WORK INSTRUCTIONS :: An exact reproduction of all the entries is what the answer must contain.

DATA FOR THIS TASK ::
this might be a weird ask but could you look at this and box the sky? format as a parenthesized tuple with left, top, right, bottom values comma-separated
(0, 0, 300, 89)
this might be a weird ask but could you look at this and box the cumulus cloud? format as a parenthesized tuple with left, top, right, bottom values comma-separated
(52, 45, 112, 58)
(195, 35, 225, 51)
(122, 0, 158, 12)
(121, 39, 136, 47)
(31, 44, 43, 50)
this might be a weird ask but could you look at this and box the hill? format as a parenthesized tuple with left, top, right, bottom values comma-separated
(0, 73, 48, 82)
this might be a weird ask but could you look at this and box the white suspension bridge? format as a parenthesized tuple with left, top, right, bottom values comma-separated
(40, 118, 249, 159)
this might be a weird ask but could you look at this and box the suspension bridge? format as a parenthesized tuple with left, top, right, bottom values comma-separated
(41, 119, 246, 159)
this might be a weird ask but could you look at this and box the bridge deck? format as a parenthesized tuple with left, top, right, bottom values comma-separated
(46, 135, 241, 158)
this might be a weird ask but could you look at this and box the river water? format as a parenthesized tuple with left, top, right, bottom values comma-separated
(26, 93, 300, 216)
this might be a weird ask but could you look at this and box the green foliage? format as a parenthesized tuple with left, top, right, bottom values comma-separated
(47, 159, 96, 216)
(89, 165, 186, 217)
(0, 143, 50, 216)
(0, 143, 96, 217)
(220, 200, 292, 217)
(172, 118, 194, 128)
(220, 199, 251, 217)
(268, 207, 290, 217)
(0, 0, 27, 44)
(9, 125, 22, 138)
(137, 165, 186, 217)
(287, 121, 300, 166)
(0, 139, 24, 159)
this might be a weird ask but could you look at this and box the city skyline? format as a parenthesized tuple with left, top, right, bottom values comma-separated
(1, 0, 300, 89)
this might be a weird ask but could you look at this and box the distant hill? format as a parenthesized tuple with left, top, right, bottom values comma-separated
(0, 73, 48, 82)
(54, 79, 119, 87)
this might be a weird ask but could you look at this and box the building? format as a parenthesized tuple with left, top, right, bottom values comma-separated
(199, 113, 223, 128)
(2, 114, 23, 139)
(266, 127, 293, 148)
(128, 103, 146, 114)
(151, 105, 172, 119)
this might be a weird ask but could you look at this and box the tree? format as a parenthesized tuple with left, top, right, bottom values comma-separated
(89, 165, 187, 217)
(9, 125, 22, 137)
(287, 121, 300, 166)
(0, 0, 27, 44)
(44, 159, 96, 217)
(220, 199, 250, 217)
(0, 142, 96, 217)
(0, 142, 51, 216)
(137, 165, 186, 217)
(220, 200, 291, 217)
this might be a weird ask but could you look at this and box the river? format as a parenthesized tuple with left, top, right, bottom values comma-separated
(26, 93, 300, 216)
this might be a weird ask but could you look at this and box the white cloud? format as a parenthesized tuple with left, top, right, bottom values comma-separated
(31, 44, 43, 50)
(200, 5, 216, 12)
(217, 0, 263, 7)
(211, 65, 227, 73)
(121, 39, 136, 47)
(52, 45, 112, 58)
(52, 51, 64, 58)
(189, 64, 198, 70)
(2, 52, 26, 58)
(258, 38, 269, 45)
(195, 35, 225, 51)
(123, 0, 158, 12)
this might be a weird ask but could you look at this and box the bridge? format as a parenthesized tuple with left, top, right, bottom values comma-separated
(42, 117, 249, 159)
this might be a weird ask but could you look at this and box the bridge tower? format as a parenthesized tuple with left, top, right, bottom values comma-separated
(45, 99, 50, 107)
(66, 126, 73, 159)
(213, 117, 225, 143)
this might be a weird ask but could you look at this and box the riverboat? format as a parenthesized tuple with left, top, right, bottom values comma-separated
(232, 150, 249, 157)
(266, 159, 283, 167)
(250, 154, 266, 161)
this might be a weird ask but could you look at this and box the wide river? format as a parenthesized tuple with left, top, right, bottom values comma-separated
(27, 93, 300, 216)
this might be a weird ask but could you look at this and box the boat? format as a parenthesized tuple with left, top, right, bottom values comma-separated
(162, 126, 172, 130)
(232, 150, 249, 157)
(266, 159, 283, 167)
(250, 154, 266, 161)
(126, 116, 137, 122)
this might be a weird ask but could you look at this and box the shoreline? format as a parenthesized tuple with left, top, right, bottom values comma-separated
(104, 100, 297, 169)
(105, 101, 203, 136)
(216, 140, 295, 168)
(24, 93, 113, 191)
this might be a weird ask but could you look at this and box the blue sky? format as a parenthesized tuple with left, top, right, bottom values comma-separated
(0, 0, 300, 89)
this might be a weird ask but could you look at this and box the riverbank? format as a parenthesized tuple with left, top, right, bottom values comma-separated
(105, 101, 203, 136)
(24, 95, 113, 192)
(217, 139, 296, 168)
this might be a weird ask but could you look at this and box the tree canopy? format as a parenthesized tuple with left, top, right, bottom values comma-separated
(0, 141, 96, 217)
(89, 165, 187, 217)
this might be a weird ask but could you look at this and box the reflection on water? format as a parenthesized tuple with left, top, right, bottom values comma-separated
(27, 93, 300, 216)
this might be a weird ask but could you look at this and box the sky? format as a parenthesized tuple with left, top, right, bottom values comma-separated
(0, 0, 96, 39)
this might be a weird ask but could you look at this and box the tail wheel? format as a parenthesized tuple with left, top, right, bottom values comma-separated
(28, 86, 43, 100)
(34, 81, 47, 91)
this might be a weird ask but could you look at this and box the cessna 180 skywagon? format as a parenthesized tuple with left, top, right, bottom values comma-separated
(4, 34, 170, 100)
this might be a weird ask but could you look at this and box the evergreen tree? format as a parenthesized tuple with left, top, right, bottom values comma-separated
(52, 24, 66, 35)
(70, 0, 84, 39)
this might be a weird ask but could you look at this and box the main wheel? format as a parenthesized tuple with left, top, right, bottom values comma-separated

ANSWER SPACE ::
this might be a weird ask but could you look at this and box the sky? format as a parenthesized tuple with left, top, right, bottom values comma-separated
(0, 0, 300, 89)
this might be a weird ask but could you look at this and box the cumulus cloud? format as a parenthesized tuple with left, top, right, bottom values comma-separated
(52, 45, 112, 58)
(195, 35, 225, 51)
(122, 0, 158, 12)
(121, 39, 136, 47)
(31, 44, 43, 50)
this might be a weird ask but could you look at this and box the hill? format as a parenthesized tuple with left, top, right, bottom values comma-separated
(0, 73, 48, 82)
this might be a weird ask but could you look at this and box the white suspension bridge? format as a parenthesized tuple with left, top, right, bottom values comma-separated
(40, 118, 249, 159)
this might be a weird ask but could you look at this and box the suspension bridge? format as a parenthesized tuple with left, top, right, bottom values comma-separated
(41, 119, 246, 159)
this might be a weird ask but could you look at this and box the bridge deck? format as a parenthesized tuple with left, top, right, bottom values comma-separated
(46, 135, 241, 158)
this might be a weird ask but could you look at this and box the river water? format as a parenthesized tuple with left, top, right, bottom values comma-separated
(26, 93, 300, 216)
this might be a weird ask but could you look at this and box the green foliage? format as a parenthesized tuple with left, top, right, bottom values comma-separated
(47, 159, 96, 216)
(89, 165, 186, 217)
(0, 143, 50, 216)
(0, 143, 96, 217)
(220, 200, 292, 217)
(172, 118, 194, 128)
(220, 199, 251, 217)
(268, 207, 290, 217)
(0, 0, 27, 44)
(9, 125, 22, 138)
(137, 165, 186, 217)
(287, 121, 300, 166)
(0, 139, 24, 159)
this might be a weird ask but could you look at this and box the city skyline? format as a parenthesized tuple with left, top, right, bottom values comma-separated
(1, 0, 300, 89)
this might be a weird ask but could you look at this and box the distant hill? format as a parenthesized tuple with left, top, right, bottom values comma-separated
(0, 73, 48, 82)
(54, 79, 119, 87)
this might be a weird ask but could you look at this and box the building? format as a parenthesized tuple with left, top, right, bottom values comma-separated
(199, 113, 223, 128)
(2, 114, 23, 139)
(266, 127, 293, 148)
(128, 103, 146, 114)
(151, 105, 172, 119)
this might be a weird ask but could you look at this and box the tree? format as a parenthesized tuple with left, top, right, bottom values comma-separated
(89, 165, 187, 217)
(9, 125, 22, 137)
(287, 121, 300, 166)
(0, 0, 27, 44)
(44, 159, 96, 217)
(220, 199, 250, 217)
(0, 142, 96, 217)
(0, 142, 51, 216)
(137, 165, 186, 217)
(220, 200, 291, 217)
this might be a weird ask but could you look at this and box the river? format as a parenthesized tuple with left, top, right, bottom values comma-separated
(26, 93, 300, 216)
this might be a weird ask but could you look at this and box the white cloud? format as a parenthesized tuple with left, top, right, bottom values comma-separated
(31, 44, 43, 50)
(200, 5, 216, 12)
(217, 0, 263, 7)
(211, 65, 227, 73)
(121, 39, 136, 47)
(52, 45, 112, 58)
(52, 51, 64, 58)
(189, 64, 198, 70)
(2, 52, 26, 58)
(258, 38, 269, 45)
(195, 35, 225, 51)
(123, 0, 158, 12)
this might be a weird ask but could you look at this and box the bridge? format as a parenthesized tuple with left, top, right, bottom values comma-separated
(42, 117, 249, 159)
this might be a weird ask but could you look at this and box the bridge tower? format as a parenthesized tuple with left, top, right, bottom values comma-separated
(45, 99, 50, 107)
(66, 126, 73, 159)
(213, 117, 225, 143)
this might be a weird ask but could you look at this and box the riverboat? format as a parenthesized tuple with left, top, right, bottom values comma-separated
(232, 150, 249, 157)
(266, 159, 283, 167)
(250, 154, 266, 161)
this might be a weird ask but could you look at this and box the wide river? format as a parenthesized tuple with left, top, right, bottom values comma-separated
(27, 93, 300, 216)
this might be a weird ask but could you look at this and box the boat? format as a parenthesized tuple with left, top, right, bottom values comma-separated
(162, 126, 172, 130)
(232, 150, 249, 157)
(266, 159, 283, 167)
(250, 154, 266, 161)
(126, 116, 137, 122)
this might be a weird ask but could you look at this and box the shoreline? format as a parenthesized tuple with left, top, right, bottom values comma-separated
(104, 100, 297, 169)
(105, 101, 203, 136)
(216, 140, 295, 168)
(24, 93, 113, 191)
this might be a weird ask but could you look at this and box the blue sky? format as a parenthesized tuple with left, top, right, bottom values comma-separated
(0, 0, 300, 89)
this might be a weird ask but could you look at this and box the riverbank? format as a parenthesized tuple with left, top, right, bottom values comma-separated
(105, 101, 203, 136)
(24, 95, 113, 192)
(217, 139, 296, 168)
this might be a weird ask but could you look at this and box the tree canopy? format as a parenthesized tuple with left, top, right, bottom values comma-separated
(0, 141, 96, 217)
(89, 165, 187, 217)
this might be a weird ask but could you look at this and box the reflection on water? format as a parenthesized tuple with left, top, right, bottom values comma-separated
(27, 93, 300, 216)
this might be a weird ask but could you look at this and box the sky? format as a parenthesized tuple with left, top, right, bottom values comma-separated
(0, 0, 96, 39)
this might be a weird ask but could you look at this and box the tail wheel? format as a parenthesized tuple with left, top, right, bottom values comma-separated
(28, 86, 43, 100)
(34, 81, 47, 91)
this might be a weird ask but could you look at this and box the cessna 180 skywagon? format as a parenthesized tuple with left, top, right, bottom values comma-separated
(4, 34, 170, 100)
this might be a weird ask but could you look at this and box the evergreen tree? format as a parenthesized tuple with left, top, right, bottom values comma-separated
(52, 24, 66, 35)
(70, 0, 84, 39)
this might be a weird ask but could you look at this and box the main wheel? format as a parenthesized tuple with left, top, right, bottom values comma-separated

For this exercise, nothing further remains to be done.